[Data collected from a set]
· · · · ·

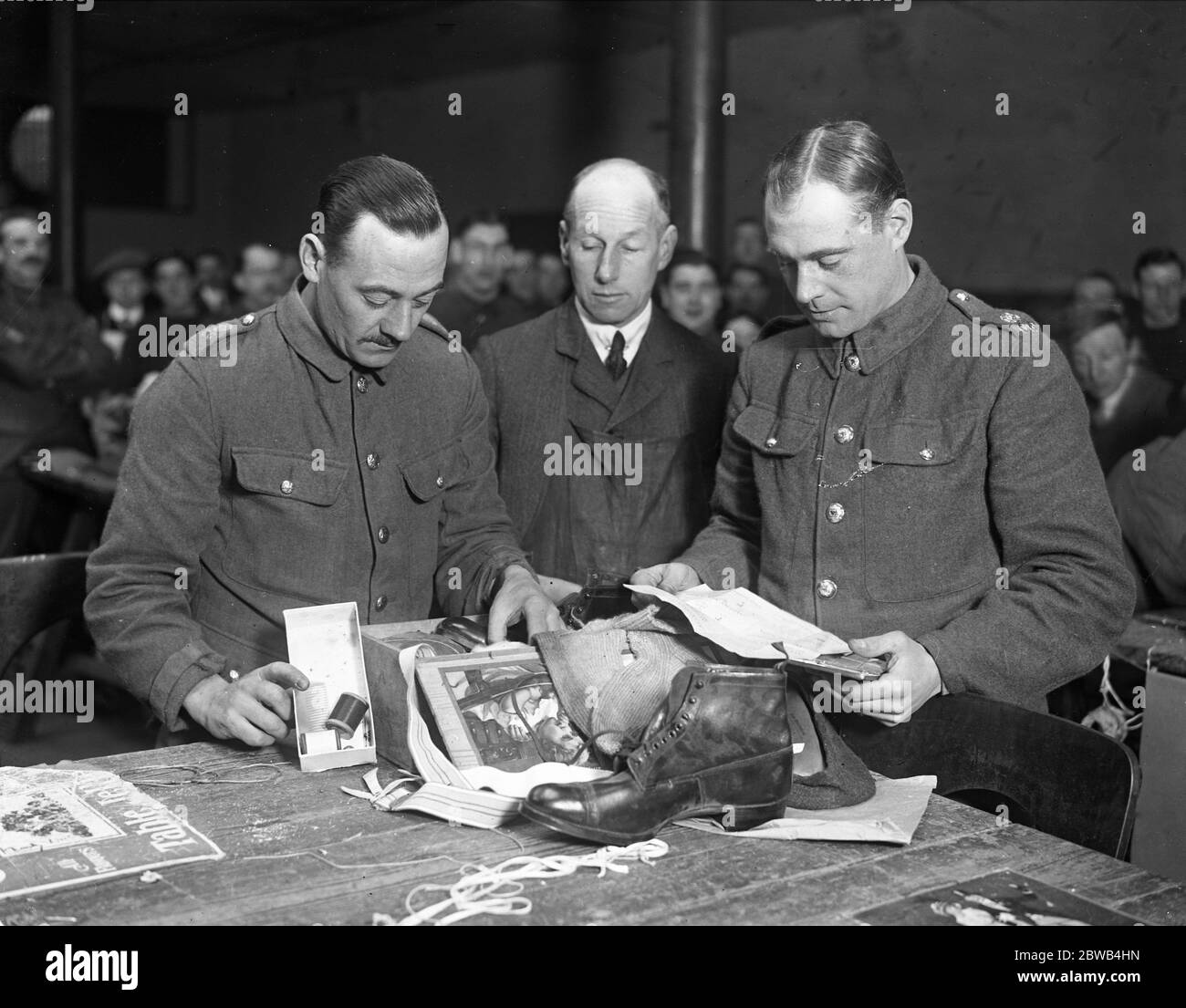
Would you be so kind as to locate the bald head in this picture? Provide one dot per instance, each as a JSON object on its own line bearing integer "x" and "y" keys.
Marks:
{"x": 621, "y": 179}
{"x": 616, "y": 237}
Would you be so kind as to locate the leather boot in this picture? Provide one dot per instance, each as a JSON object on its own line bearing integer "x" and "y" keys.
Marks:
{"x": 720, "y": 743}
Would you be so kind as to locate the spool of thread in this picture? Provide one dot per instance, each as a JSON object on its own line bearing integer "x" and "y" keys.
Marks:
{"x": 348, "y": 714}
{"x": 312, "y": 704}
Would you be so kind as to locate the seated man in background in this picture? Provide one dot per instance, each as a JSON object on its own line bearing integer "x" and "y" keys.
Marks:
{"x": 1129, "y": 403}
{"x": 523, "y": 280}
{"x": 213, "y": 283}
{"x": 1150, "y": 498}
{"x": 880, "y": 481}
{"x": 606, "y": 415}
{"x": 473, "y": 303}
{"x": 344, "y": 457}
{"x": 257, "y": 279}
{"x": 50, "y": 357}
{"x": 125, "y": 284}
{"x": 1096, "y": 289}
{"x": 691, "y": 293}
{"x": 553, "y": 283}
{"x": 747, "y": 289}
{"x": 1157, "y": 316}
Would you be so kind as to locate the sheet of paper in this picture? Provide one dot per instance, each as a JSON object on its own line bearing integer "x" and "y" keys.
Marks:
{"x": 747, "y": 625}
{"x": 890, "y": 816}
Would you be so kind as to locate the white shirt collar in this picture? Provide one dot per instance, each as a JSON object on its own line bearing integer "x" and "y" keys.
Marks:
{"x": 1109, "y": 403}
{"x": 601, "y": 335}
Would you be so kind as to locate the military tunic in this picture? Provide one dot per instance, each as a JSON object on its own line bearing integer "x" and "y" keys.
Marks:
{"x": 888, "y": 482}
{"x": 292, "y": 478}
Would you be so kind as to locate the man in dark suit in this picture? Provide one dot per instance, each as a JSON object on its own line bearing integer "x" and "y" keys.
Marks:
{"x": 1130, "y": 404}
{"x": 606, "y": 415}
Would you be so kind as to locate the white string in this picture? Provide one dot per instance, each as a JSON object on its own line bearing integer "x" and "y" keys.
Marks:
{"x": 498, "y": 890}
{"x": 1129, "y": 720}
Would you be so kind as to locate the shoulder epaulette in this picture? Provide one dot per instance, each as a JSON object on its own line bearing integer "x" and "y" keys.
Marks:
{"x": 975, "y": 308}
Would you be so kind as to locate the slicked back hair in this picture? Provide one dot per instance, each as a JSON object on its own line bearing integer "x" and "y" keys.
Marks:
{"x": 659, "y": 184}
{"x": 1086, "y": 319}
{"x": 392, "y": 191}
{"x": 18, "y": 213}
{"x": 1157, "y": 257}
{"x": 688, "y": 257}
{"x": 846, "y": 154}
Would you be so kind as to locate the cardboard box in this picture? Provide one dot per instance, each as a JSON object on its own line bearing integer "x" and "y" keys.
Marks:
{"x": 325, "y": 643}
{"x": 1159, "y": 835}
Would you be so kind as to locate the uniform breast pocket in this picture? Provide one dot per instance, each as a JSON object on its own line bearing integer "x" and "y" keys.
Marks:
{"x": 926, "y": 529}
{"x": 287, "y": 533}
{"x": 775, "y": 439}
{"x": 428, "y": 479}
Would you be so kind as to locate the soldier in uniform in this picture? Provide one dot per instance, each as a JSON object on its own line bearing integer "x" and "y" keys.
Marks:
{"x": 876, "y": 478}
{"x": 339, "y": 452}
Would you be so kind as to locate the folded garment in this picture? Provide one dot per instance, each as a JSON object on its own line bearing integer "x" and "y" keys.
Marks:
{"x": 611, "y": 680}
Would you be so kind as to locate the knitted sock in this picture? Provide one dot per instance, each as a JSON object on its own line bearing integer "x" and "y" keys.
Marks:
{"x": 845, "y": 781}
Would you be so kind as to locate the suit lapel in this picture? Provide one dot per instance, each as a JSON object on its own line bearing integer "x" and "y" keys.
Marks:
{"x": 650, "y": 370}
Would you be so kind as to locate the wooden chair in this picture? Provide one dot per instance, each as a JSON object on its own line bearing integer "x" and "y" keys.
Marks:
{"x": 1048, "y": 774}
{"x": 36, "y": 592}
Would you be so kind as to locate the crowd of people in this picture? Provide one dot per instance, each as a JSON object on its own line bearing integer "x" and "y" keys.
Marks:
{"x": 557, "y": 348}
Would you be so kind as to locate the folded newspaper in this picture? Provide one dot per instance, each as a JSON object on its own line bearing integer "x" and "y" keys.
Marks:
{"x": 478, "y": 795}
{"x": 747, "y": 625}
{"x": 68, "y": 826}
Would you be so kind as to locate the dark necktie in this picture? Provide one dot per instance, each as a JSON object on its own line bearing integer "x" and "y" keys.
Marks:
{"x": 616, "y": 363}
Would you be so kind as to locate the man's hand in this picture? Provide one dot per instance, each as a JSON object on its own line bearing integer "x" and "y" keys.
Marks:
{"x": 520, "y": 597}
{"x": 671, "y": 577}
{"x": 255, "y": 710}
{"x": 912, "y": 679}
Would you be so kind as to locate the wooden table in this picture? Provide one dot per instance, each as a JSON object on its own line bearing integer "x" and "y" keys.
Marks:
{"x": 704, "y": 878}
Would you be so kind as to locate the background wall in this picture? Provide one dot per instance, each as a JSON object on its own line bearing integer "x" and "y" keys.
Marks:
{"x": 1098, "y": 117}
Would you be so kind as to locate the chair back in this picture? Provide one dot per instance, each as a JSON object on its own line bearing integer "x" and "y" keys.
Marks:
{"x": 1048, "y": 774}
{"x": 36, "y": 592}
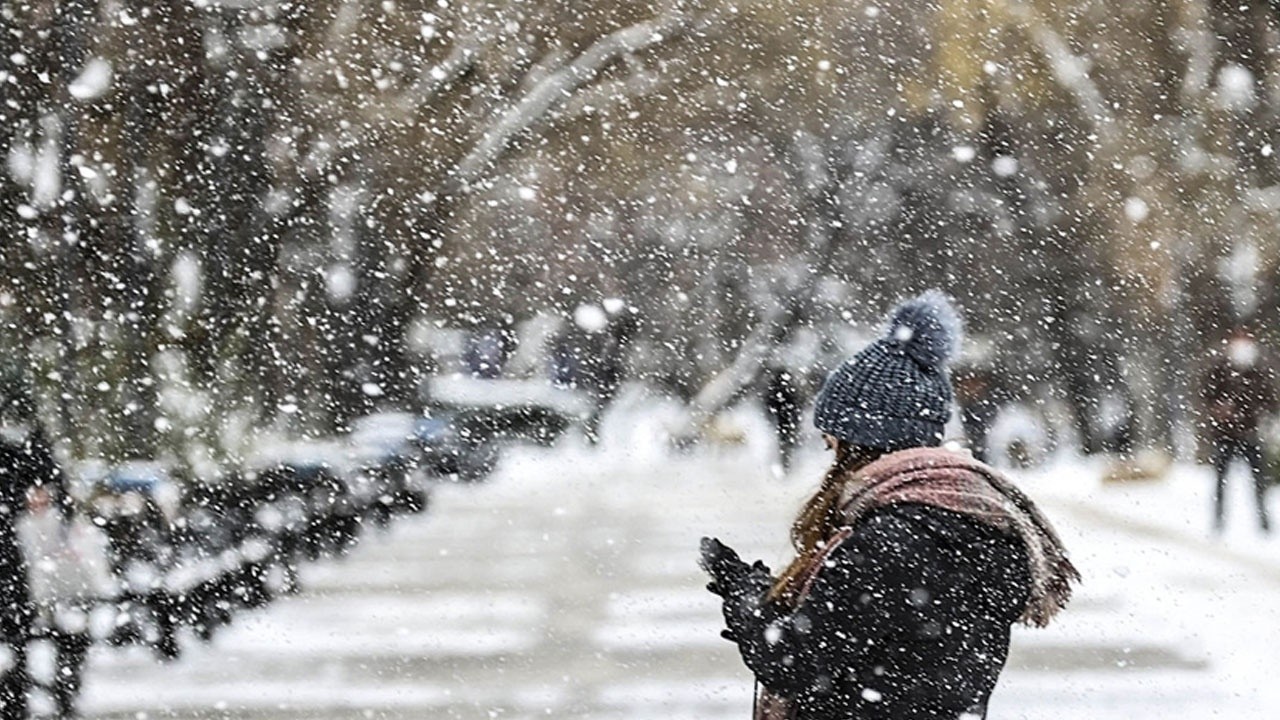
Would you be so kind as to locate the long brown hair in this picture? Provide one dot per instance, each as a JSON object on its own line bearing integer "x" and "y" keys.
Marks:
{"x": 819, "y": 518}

· · · · ·

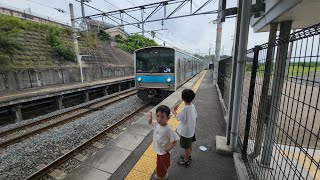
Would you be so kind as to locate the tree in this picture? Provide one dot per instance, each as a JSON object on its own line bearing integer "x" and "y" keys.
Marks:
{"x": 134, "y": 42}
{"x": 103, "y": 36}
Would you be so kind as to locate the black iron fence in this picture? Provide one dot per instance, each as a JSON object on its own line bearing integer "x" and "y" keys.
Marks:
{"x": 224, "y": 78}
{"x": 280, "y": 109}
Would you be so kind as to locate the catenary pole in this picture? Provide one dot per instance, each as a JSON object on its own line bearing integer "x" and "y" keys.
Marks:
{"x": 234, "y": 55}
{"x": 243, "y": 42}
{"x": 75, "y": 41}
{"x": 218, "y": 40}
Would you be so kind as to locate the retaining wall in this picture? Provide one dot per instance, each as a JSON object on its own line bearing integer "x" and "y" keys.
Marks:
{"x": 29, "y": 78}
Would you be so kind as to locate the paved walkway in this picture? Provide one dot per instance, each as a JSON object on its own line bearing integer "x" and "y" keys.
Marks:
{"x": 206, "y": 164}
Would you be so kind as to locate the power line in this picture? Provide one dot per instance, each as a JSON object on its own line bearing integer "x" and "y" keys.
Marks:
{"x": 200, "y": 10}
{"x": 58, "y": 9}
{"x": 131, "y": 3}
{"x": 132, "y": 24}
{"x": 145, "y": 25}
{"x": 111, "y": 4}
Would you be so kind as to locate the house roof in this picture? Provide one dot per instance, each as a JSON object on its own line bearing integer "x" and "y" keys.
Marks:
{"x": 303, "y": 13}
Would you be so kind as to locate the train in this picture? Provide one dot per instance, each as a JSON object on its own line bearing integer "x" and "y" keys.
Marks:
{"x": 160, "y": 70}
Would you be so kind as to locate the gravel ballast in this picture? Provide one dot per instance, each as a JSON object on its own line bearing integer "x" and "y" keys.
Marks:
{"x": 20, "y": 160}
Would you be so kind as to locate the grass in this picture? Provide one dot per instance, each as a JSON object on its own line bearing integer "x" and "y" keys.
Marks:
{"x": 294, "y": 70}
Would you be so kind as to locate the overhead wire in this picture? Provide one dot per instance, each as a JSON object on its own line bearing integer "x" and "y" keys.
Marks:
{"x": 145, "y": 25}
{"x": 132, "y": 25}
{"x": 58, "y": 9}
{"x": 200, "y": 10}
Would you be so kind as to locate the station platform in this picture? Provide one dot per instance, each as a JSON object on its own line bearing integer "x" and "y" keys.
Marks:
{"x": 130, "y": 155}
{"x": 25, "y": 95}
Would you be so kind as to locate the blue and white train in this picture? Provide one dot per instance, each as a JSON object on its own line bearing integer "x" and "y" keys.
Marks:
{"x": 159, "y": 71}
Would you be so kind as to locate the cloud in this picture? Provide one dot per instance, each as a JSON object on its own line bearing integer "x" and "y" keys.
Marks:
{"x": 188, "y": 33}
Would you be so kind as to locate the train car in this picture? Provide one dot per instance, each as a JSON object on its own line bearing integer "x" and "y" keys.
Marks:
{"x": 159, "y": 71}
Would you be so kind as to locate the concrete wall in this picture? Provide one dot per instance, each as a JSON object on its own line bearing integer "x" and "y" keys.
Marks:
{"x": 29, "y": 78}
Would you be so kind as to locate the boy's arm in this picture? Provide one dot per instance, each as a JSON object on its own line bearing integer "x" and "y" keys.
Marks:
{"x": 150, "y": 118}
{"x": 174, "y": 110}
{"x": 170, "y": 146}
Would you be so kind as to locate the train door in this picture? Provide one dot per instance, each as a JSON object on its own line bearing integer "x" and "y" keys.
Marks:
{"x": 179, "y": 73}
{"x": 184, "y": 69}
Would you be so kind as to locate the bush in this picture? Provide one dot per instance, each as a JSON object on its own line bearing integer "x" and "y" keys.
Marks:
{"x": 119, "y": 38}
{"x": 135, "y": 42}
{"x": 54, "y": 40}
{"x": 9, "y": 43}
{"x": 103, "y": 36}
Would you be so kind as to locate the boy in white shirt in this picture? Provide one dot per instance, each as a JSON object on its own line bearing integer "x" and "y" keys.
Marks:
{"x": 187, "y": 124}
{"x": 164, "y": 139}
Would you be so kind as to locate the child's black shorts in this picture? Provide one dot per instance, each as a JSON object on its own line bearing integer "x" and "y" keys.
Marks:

· · · · ·

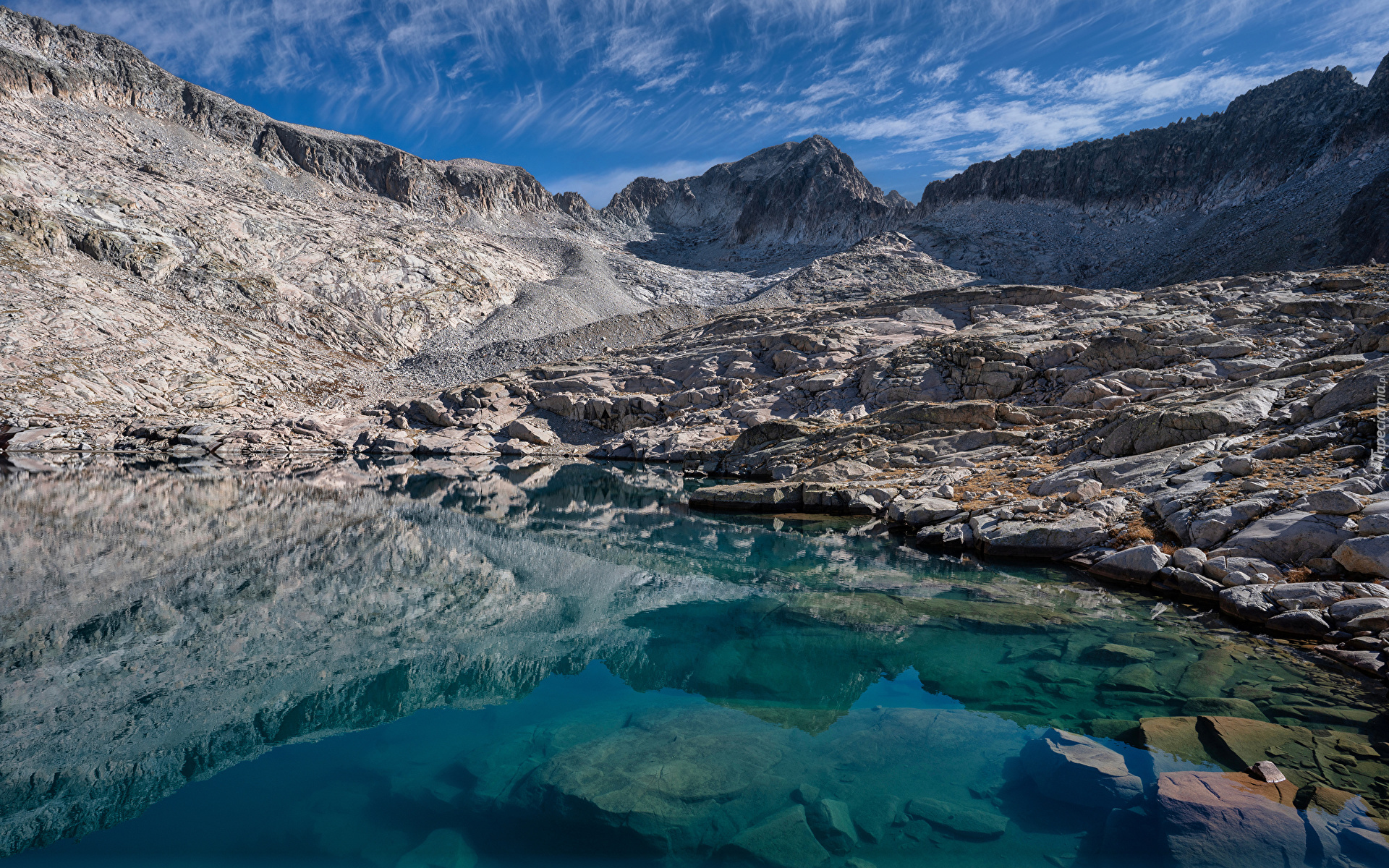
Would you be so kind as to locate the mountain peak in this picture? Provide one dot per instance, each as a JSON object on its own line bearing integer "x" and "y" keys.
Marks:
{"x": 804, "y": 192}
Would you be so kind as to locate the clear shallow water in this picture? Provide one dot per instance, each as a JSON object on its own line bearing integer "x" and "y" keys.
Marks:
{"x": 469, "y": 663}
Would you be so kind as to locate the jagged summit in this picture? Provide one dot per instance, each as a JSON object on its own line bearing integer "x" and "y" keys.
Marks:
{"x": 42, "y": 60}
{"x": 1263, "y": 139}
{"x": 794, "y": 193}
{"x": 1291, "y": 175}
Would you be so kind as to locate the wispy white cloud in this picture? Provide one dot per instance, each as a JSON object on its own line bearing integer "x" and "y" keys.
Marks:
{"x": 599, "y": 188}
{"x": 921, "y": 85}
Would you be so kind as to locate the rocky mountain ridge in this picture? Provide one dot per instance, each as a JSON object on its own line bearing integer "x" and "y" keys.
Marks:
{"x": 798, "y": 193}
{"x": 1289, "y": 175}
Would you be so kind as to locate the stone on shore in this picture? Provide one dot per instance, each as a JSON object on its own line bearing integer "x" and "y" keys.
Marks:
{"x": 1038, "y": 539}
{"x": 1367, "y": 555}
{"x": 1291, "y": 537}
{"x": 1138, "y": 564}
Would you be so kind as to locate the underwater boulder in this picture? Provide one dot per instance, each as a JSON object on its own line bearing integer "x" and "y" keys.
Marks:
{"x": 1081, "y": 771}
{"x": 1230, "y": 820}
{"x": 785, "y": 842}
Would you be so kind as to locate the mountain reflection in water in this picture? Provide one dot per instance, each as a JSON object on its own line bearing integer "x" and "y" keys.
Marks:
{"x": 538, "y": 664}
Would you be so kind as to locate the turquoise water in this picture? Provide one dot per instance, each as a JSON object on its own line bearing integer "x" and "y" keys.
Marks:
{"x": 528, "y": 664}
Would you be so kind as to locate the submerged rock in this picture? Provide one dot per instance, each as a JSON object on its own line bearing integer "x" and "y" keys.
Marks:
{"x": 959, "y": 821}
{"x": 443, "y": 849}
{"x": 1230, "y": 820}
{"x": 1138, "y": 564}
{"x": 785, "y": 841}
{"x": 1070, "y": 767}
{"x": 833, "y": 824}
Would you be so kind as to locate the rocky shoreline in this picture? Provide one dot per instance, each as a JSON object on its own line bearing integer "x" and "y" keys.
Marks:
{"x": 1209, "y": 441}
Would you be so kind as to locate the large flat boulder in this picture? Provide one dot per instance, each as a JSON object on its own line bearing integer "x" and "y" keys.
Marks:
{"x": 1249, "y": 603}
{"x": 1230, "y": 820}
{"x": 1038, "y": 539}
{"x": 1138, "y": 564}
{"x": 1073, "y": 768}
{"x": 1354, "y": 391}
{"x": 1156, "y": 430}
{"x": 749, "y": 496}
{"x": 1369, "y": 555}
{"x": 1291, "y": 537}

· · · · ·

What is being asked:
Please count the lines in the listing above that contain the string "bush", treating uppercase and lowercase as different, and give only the number.

Reply:
1